▶ **DATA FOR THIS TASK**
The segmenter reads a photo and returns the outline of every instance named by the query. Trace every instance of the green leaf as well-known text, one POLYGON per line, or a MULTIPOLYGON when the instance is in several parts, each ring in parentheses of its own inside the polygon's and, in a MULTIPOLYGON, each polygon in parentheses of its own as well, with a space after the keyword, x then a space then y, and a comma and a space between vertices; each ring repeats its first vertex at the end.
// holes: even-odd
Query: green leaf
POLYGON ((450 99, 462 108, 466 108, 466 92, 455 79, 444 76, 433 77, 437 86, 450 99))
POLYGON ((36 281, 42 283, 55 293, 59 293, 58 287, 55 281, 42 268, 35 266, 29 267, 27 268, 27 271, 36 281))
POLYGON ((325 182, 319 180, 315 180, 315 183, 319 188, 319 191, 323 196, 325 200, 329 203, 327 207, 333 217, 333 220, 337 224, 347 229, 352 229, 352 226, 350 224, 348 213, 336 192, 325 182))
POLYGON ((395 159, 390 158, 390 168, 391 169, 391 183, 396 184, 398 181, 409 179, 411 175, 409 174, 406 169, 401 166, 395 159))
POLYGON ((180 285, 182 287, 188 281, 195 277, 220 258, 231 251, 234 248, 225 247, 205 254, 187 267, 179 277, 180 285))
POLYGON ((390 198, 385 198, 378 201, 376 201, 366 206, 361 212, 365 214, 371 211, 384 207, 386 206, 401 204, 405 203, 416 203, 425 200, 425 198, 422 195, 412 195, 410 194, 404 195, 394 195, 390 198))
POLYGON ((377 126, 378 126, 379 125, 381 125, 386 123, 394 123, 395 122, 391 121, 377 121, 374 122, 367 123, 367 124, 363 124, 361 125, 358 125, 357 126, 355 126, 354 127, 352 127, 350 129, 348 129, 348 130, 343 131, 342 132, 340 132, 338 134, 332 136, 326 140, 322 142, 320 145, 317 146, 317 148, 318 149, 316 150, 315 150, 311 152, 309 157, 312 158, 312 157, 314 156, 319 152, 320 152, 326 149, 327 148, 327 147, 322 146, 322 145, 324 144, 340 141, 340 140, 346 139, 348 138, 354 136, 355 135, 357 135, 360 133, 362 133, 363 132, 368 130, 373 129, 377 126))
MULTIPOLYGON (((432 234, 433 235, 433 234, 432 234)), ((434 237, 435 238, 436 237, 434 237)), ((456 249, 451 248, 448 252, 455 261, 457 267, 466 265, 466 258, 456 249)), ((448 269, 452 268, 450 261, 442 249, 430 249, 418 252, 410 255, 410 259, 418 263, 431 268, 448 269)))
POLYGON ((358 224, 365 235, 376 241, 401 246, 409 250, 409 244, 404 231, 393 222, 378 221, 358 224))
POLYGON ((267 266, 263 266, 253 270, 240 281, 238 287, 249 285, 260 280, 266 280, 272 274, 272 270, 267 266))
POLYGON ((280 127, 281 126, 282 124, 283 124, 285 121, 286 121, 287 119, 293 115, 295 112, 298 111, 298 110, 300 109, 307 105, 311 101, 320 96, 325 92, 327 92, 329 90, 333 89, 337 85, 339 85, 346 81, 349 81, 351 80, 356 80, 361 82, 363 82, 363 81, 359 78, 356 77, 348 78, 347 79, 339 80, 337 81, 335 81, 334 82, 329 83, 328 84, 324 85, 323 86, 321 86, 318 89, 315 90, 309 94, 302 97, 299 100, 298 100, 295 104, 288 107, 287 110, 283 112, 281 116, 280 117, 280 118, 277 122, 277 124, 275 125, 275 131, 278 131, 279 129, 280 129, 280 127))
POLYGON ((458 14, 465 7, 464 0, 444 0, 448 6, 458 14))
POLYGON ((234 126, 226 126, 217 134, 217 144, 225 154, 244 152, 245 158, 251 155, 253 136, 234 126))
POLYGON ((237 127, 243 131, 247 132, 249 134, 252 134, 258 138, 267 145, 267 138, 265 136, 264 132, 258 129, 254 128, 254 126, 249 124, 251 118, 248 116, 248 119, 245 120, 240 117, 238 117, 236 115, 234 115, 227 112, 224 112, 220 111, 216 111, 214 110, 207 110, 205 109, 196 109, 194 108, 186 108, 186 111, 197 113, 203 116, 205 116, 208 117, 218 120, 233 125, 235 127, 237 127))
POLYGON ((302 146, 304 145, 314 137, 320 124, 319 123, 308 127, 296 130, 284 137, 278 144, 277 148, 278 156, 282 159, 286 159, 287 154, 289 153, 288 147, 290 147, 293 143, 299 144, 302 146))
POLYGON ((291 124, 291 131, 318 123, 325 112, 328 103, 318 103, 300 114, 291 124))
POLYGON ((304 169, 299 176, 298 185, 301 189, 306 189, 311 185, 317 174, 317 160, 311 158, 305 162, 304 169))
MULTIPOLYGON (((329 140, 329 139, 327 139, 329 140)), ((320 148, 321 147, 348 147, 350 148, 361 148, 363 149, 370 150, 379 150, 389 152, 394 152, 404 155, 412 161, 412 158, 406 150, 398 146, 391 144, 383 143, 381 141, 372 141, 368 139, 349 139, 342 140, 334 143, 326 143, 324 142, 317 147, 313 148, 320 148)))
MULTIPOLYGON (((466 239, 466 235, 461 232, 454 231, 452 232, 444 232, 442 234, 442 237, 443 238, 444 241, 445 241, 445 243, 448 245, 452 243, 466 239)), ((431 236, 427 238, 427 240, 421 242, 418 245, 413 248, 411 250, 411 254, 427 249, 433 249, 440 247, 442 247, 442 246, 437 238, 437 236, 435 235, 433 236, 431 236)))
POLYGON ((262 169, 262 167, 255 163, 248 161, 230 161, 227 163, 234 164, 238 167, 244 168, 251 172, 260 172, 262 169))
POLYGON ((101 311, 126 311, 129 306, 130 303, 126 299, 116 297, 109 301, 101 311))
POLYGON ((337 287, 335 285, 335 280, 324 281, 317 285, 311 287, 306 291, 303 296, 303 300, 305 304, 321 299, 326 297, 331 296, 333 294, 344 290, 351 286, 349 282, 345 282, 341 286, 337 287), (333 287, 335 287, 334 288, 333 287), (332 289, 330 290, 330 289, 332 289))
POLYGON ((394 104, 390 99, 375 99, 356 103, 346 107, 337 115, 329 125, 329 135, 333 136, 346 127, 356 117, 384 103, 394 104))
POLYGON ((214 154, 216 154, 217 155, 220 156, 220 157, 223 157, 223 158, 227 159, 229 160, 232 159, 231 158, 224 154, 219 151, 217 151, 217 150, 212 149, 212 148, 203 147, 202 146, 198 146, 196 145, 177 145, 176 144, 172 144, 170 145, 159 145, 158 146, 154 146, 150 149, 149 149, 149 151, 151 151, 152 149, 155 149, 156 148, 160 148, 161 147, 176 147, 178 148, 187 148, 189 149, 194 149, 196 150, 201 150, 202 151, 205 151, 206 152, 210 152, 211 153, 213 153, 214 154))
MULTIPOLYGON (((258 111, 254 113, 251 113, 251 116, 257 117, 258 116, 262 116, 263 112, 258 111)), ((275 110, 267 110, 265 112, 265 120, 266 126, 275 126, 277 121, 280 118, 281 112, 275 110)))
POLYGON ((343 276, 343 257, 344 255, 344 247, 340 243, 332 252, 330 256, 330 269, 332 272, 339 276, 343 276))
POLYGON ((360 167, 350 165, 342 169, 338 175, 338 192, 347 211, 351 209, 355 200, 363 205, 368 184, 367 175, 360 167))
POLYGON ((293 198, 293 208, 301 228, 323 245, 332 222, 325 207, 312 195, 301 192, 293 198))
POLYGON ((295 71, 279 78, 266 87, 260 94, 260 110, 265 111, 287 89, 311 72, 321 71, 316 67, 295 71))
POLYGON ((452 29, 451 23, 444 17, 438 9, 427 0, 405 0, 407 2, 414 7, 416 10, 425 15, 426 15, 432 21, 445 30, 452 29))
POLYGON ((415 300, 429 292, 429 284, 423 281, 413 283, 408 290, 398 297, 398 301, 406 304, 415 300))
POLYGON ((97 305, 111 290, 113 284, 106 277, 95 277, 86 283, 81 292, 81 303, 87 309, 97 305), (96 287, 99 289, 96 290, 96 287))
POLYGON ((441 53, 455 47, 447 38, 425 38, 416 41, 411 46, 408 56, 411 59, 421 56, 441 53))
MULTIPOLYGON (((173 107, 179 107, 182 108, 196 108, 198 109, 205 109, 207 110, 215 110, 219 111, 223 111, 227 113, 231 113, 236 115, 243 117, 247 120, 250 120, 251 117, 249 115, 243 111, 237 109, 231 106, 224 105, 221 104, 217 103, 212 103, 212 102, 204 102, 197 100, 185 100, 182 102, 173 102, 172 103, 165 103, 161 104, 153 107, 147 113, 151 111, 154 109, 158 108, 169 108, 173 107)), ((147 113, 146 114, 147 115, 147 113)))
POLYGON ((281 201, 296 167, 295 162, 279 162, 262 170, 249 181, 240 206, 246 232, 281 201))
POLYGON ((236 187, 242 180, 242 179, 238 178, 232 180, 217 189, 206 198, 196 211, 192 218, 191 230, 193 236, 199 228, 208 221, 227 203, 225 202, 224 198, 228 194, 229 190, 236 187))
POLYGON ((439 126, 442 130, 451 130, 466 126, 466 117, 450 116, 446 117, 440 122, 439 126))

▶ **EXERCISE INSTRUCTIONS**
Copy out the material word for word, from its first line through the line containing "POLYGON ((325 182, 319".

▶ **OUTPUT OF THE EXERCISE**
The segmenter reads a photo and returns the outline of every instance named by the query. Trace every instance of the green leaf as well-known text, one POLYGON per line, or a MULTIPOLYGON when the instance is in several parts, each ring in parentheses of its own inside the polygon's and, in a MULTIPOLYGON, each polygon in parentheses of its own as well, with a space after the keyword, x then a space then y, and a comma and a space between vertices; each ring repeats its first vertex at the end.
// holes: even-odd
Query: green leaf
POLYGON ((450 99, 462 108, 466 108, 466 92, 455 79, 444 76, 433 77, 437 86, 450 99))
POLYGON ((36 281, 42 283, 55 293, 59 293, 58 287, 55 281, 42 268, 35 266, 29 267, 27 268, 27 271, 36 281))
POLYGON ((325 182, 319 180, 315 180, 315 183, 319 188, 319 191, 323 196, 325 200, 329 203, 327 207, 333 217, 333 220, 337 224, 347 229, 352 229, 352 226, 350 224, 348 213, 336 192, 325 182))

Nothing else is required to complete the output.